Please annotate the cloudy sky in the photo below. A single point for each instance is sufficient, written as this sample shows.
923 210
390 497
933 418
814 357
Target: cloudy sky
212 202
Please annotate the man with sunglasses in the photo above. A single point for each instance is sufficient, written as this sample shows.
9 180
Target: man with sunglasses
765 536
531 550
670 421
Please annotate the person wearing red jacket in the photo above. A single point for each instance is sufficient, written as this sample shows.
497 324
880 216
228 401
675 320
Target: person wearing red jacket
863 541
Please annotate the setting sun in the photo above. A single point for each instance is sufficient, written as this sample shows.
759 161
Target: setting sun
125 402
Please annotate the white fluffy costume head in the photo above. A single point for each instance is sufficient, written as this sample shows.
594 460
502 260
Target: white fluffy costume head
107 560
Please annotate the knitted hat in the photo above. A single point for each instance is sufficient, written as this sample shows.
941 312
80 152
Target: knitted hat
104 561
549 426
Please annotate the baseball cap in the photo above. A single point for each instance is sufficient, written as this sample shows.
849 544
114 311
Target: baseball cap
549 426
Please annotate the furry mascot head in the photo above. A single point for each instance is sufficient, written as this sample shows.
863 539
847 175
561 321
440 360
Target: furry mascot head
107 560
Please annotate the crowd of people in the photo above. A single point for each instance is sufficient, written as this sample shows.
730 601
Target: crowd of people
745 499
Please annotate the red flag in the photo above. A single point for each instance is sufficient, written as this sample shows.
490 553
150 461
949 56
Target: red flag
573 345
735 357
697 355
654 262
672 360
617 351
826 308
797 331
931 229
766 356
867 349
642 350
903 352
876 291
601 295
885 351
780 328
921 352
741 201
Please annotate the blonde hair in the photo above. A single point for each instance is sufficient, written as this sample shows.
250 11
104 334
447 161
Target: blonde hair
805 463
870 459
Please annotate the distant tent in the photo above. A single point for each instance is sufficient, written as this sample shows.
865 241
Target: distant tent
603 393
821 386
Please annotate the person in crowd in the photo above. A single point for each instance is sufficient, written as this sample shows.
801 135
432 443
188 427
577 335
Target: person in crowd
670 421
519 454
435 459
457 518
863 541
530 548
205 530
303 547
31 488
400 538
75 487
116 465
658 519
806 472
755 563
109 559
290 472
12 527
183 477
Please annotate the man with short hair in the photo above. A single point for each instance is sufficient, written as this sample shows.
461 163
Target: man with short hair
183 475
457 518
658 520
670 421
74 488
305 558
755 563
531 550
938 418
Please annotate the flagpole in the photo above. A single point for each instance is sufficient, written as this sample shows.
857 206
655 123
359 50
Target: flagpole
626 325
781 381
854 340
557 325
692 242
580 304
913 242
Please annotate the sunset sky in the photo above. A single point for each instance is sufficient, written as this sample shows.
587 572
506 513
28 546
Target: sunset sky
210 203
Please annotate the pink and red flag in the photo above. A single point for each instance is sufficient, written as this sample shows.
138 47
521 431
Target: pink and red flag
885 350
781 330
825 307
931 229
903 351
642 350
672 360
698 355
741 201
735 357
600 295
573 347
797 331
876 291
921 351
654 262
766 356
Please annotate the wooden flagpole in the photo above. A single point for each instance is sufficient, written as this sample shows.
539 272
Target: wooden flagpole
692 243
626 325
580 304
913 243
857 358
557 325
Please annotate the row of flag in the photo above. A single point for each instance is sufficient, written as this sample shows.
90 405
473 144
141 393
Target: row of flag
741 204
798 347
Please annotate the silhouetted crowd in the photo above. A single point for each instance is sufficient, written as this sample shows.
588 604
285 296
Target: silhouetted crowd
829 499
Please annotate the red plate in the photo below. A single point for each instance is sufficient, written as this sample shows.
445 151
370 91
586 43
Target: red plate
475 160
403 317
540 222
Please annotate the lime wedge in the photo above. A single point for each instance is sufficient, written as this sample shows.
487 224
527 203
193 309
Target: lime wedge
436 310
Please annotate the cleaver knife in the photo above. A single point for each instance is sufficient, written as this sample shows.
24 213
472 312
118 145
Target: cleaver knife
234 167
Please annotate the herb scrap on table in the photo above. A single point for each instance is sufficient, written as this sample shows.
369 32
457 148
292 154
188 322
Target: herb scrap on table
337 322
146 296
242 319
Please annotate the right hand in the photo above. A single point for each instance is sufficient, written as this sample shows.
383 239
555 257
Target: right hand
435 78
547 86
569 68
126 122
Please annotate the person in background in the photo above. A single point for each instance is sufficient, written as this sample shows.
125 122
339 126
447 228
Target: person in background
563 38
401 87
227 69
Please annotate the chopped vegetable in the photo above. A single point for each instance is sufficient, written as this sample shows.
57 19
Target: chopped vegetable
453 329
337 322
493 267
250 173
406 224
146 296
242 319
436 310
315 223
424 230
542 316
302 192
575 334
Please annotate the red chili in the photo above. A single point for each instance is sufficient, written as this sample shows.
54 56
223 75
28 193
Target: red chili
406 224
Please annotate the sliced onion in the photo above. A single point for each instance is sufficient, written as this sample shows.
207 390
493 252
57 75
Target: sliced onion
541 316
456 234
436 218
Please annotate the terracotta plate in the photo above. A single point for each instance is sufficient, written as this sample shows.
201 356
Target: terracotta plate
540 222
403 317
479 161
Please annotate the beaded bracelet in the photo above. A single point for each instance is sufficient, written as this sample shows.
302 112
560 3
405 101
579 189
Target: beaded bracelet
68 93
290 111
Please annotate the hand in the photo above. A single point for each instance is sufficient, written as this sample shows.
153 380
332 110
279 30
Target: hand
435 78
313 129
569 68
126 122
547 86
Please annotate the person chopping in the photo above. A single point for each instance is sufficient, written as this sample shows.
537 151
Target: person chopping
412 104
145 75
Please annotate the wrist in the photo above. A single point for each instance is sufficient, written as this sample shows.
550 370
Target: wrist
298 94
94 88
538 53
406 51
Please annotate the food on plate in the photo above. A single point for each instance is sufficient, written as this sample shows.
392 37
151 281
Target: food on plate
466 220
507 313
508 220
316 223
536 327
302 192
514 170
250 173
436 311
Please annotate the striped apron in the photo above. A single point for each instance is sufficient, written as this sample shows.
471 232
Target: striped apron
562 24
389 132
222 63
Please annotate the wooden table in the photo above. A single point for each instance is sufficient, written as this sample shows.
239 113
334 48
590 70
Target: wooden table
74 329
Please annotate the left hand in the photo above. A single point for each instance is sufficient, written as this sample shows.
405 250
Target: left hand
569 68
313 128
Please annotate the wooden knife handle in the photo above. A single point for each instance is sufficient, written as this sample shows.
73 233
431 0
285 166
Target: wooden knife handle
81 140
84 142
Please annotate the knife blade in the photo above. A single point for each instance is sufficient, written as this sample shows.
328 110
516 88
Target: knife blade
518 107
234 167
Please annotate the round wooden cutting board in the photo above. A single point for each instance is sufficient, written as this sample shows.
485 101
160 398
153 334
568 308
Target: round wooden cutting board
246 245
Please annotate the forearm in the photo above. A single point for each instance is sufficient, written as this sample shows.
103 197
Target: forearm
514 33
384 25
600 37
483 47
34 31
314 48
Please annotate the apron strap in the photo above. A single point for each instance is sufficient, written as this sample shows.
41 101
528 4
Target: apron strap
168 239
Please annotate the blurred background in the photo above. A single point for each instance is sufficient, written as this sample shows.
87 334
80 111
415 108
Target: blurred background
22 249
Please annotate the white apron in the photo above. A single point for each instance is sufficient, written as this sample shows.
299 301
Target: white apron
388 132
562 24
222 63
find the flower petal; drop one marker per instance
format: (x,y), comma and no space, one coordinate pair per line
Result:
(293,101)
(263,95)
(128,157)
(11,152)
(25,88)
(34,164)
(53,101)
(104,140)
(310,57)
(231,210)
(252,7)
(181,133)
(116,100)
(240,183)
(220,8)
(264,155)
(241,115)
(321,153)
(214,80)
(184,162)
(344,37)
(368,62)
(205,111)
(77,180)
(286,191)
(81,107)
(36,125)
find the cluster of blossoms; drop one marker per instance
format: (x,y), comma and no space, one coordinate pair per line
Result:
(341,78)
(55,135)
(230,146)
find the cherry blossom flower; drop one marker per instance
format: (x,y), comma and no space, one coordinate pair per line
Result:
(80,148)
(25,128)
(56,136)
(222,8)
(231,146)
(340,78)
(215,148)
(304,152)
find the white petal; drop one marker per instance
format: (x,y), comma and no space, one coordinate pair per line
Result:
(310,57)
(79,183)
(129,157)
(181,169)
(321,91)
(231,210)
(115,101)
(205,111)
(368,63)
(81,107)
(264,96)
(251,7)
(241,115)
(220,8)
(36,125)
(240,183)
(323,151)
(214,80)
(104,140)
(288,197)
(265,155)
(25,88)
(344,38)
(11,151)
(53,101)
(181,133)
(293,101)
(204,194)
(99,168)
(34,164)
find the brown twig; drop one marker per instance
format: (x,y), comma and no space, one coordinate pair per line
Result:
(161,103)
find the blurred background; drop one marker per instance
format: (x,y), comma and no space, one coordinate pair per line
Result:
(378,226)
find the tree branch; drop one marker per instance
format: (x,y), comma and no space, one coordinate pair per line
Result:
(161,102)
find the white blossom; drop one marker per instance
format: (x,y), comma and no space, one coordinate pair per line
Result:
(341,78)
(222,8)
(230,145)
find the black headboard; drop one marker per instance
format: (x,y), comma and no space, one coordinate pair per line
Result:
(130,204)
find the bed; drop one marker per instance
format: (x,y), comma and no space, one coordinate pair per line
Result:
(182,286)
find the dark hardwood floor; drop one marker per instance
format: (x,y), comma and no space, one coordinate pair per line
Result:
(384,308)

========================

▶ TASK INSTRUCTIONS
Could you reproduce, word for word, the part of the records that opens with the line containing "find the tree" and continues through the end of the records, with that opening line included?

▶ EXPECTED OUTPUT
find the tree branch; drop one marker per instance
format: (x,y), comma and no space, one coordinate pair per line
Result:
(161,102)
find the white blossom; drop one marker per instance
format: (x,y), comma and no space, one coordinate pair per line
Result:
(341,78)
(222,8)
(230,145)
find the black headboard; drop one marker per instance
format: (x,y), comma and no space, one coordinate pair per line
Result:
(130,204)
find the bed; drop one marker per instance
format: (x,y), comma and no space, one coordinate pair per line
Result:
(182,286)
find the dark hardwood floor; drop one marker per instance
format: (x,y), comma and no space, one coordinate pair per line
Result:
(384,308)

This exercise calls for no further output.